## TEXT UNDER STUDY
==========

A modeling study published in The Lancet Diabetes & Endocrinology focused on the price and dwindling supply of the life-saving drug that also helps people with types 1 and 2 diabetes stave off amputation, blindness, kidney failure and stroke.

Researchers from Stanford University projected type 2 diabetes numbers in 221 countries from 2018 and 2030, with half of that group living in China, India and the United States.

During that time, the biggest spike in need could come from Africa, where experts predict the number of people with type 2 diabetes will jump from 700,000 to over 5 million.

Climbing global rates of type 2 diabetes and growing numbers of people living with the disease continue to drive up demand and prices for insulin. The drug can cost as much as $900 per month for people without insurance.

Only three companies currently produce insulin: Novo Nordisk, Sanofi and Lilly. In 2017, diabetes patients sued those companies for driving up insulin prices.

In 2016 an article in the Journal of the American Medical Association reported that the drug’s price almost tripled between 2002 and 2013.

“Despite the UN’s commitment to treat noncommunicable diseases and ensure universal access to drugs for diabetes, across much of the world insulin is scarce and unnecessarily difficult for patients to access,” Basu said. “Unless governments begin initiatives to make insulin available and affordable, then its use is always going to be far from optimal.”

==========

## LISTED RECORDS
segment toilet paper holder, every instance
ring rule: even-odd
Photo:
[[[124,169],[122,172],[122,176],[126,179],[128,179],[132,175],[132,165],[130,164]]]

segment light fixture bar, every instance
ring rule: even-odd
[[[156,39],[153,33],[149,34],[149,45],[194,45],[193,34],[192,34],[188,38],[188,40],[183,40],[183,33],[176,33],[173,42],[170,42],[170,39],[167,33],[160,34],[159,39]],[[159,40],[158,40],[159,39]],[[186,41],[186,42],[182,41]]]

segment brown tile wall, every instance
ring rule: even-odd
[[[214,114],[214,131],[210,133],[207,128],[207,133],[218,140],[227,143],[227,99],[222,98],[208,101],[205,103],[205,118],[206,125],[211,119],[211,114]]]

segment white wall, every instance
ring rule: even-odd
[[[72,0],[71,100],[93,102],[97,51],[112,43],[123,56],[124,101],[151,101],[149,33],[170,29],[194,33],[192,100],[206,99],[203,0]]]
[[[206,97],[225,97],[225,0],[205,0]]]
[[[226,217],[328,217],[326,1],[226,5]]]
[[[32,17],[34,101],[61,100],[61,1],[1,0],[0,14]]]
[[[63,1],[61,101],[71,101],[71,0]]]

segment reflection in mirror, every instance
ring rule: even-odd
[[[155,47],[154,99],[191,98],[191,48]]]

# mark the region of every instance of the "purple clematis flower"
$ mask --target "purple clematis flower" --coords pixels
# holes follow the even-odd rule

==========

## TASK LIST
- 1) Answer these questions about the insulin text:
(a) Which three companies does it say currently produce insulin?
(b) How much can the drug cost per month for people without insurance?
(c) From what number to what number do experts predict type 2 diabetes cases in Africa will rise?
- 2) Set down everything in the insulin text from "Researchers from Stanford" down to "up insulin prices.", copied word for word.

## RESULTS OF THE EXERCISE
- 1)
(a) Novo Nordisk, Sanofi and Lilly.
(b) As much as $900 per month.
(c) From 700,000 to over 5 million.

- 2)
Researchers from Stanford University projected type 2 diabetes numbers in 221 countries from 2018 and 2030, with half of that group living in China, India and the United States.

During that time, the biggest spike in need could come from Africa, where experts predict the number of people with type 2 diabetes will jump from 700,000 to over 5 million.

Climbing global rates of type 2 diabetes and growing numbers of people living with the disease continue to drive up demand and prices for insulin. The drug can cost as much as $900 per month for people without insurance.

Only three companies currently produce insulin: Novo Nordisk, Sanofi and Lilly. In 2017, diabetes patients sued those companies for driving up insulin prices.